● EXERCISE OBJECTIVE
Could you reproduce every record below exactly, excluding all pictures?

● RECORDS SUPPLIED

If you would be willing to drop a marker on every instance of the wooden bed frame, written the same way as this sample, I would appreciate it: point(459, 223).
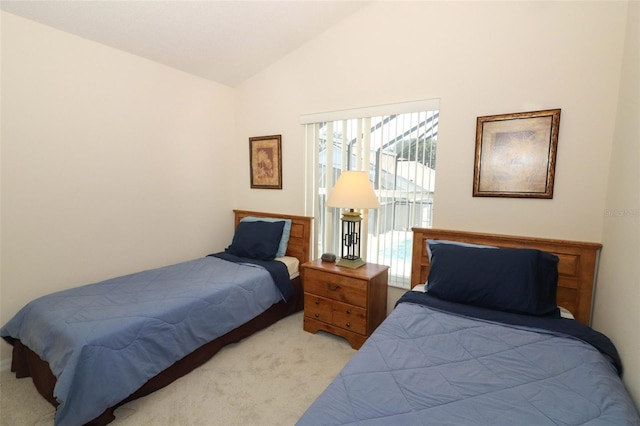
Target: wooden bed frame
point(26, 363)
point(577, 267)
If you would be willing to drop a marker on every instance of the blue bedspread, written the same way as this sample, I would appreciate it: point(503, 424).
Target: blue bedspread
point(133, 327)
point(426, 366)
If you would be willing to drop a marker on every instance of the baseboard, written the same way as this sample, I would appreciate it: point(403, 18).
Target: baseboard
point(5, 364)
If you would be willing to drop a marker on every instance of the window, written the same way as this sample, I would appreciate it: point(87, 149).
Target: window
point(396, 145)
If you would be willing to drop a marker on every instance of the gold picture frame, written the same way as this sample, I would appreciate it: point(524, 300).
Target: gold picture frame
point(265, 154)
point(516, 154)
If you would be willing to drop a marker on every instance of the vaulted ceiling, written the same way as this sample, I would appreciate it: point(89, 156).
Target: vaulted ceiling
point(224, 41)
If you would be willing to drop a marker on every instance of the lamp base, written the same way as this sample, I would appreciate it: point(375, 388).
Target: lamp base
point(353, 264)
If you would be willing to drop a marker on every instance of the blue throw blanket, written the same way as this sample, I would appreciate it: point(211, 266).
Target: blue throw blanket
point(133, 327)
point(425, 365)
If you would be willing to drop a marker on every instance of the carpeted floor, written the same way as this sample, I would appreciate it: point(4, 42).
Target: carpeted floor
point(269, 378)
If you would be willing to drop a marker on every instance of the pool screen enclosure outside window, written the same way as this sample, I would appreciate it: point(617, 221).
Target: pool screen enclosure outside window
point(396, 146)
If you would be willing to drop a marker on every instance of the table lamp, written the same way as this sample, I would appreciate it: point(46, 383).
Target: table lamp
point(352, 191)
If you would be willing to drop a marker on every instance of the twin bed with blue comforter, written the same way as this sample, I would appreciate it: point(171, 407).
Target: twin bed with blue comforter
point(103, 343)
point(485, 343)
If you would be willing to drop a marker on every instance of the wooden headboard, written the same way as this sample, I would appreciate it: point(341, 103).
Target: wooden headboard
point(576, 269)
point(300, 238)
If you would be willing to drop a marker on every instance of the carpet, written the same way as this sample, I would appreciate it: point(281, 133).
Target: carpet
point(269, 378)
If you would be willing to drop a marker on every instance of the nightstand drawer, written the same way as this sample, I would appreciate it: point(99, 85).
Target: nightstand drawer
point(318, 308)
point(349, 317)
point(336, 287)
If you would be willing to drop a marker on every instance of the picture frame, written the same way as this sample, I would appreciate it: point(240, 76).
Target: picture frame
point(265, 155)
point(515, 154)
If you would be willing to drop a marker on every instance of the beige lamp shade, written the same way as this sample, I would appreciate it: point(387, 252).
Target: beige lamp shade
point(353, 191)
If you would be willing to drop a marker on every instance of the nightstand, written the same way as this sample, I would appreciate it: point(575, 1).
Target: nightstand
point(346, 302)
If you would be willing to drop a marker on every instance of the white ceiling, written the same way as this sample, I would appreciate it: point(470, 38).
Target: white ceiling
point(224, 41)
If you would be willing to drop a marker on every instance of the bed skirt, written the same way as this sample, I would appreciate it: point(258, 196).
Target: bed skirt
point(26, 363)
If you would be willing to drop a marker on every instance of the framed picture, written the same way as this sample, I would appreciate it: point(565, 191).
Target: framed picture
point(516, 154)
point(265, 153)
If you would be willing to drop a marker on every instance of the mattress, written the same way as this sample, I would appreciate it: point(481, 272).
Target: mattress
point(135, 326)
point(429, 365)
point(292, 264)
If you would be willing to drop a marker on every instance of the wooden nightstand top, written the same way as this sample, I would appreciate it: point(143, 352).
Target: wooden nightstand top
point(366, 272)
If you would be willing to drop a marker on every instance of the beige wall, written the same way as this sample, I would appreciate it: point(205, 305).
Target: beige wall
point(617, 310)
point(110, 163)
point(479, 58)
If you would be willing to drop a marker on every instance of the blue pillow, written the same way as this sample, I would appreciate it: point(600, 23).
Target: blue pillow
point(256, 240)
point(514, 280)
point(286, 231)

● SOLUTION BELOW
If you would be willing to drop a marker on every instance of the wooden bed frame, written the same way as this sample, I would appreciate it: point(459, 223).
Target: wooden bed frame
point(26, 363)
point(577, 267)
If you would be willing to drop a marker on every instance of the blue bedspread, written the same way as this sample, I would appreciate it: point(503, 424).
Target: blue bedspread
point(133, 327)
point(426, 366)
If you would be willing to drop a marker on every instance of the baseboard, written the same way as this sample, I would appreciate it: point(403, 18).
Target: baseboard
point(5, 364)
If you would be willing to drop a marker on every instance of the window, written the same way as this sample, I would appreciate it: point(87, 149).
Target: window
point(396, 145)
If you would be willing to drop a marker on every instance of the gold picture frame, written the same way as this sample, I would appreciate it: point(524, 300).
Target: gold picture frame
point(265, 154)
point(516, 154)
If you would be willing to drop a marker on every instance of the vaulted ceiling, written the same way as this sample, I would appreciate it: point(89, 156).
Target: vaulted ceiling
point(224, 41)
If you would be willing to drop a marker on every instance of the lamp base, written the same way as this sample, I would appreciate it: point(375, 388).
Target: lamp base
point(353, 264)
If you would be willing to drop a marker on every instance of the blue throw blanket, written the same way as this sample, I would appreciate it: point(211, 266).
Target: blue throw blanket
point(133, 327)
point(425, 365)
If you would be willing to drop a marker on every instance of the carpeted floor, written the same way as this sample, I would appreciate it: point(4, 42).
Target: carpeted floor
point(269, 378)
If you would be willing to drop a marker on every instance of the pool screen enclosure outside window, written the same way as this sample, I would appreciate it: point(617, 221).
Target: pool screen enclosure outside window
point(396, 146)
If you would be willing to drop a marker on every instance of the table lamp, written the same way as this sample, I would appreciate it: point(46, 383).
Target: table lamp
point(352, 191)
If you would be willing to drop a marker on every instance of the twin bed with blue comforter, written the same way as this sample, I would appreciate it: point(171, 407).
Target: twin bed with blue comforter
point(103, 343)
point(485, 343)
If you would be willing to drop a marker on every instance of the wooden headboard, written the same way as this sample, I would appreciate it: point(341, 103).
Target: wooden headboard
point(576, 269)
point(300, 238)
If you would be willing to drop a marker on every instance of the carpet, written the same way as this sample, I would appreciate it: point(281, 133).
Target: carpet
point(269, 378)
If you would be willing to drop a marker on every instance of the nightstand drawer, written the same way as this sample, I would appreciate it: point(99, 85).
Target: nightstand drawer
point(318, 308)
point(349, 317)
point(336, 287)
If you would be willing to drop a marker on every instance of the picture frame, written the same way as this sample, I would appreciate it: point(240, 76).
Target: picture frame
point(265, 155)
point(515, 154)
If you would be willing to drop a marker on every instance of the beige lamp shade, written the same way as this sample, I would appreciate it: point(387, 252).
Target: beige lamp shade
point(353, 191)
If you would be willing to drop a marker on every instance of the nightstand, written the same way as this sample, I would appreciate it: point(575, 1).
Target: nightstand
point(346, 302)
If you would be willing to drop a marker on every instance of the white ceiling, written the same way as this sample, I would appreciate it: point(470, 38).
Target: white ceiling
point(224, 41)
If you would be willing to drop a marker on every instance of the bed skirt, written the same way as this sample, I would appreciate it: point(258, 196).
Target: bed skirt
point(26, 363)
If you would be willing to drop a marker on every instance of the framed picture, written the same way as this sample, I would appreciate it: point(565, 191).
Target: framed picture
point(516, 154)
point(265, 153)
If you would be willing to drop a marker on every instance of the mattress, written the same way as this sample, I would appreciate it: point(481, 272).
Target: mattress
point(135, 326)
point(429, 365)
point(292, 264)
If you would be willing to drop a marker on every instance of the wooden nightstand top, written the same way as this sample, I would appreciate it: point(143, 352).
Target: wooden nightstand top
point(366, 272)
If you would be willing to drop a marker on every instance of the beige wall, written the same way as this sample, I would appreciate it: point(205, 305).
Target: beige wall
point(617, 310)
point(110, 163)
point(479, 58)
If you would be willing to drop a marker on every instance of the blue pillow, written the same way as this sample, I would appreciate it: point(600, 23).
Target: blue pillow
point(256, 240)
point(514, 280)
point(286, 231)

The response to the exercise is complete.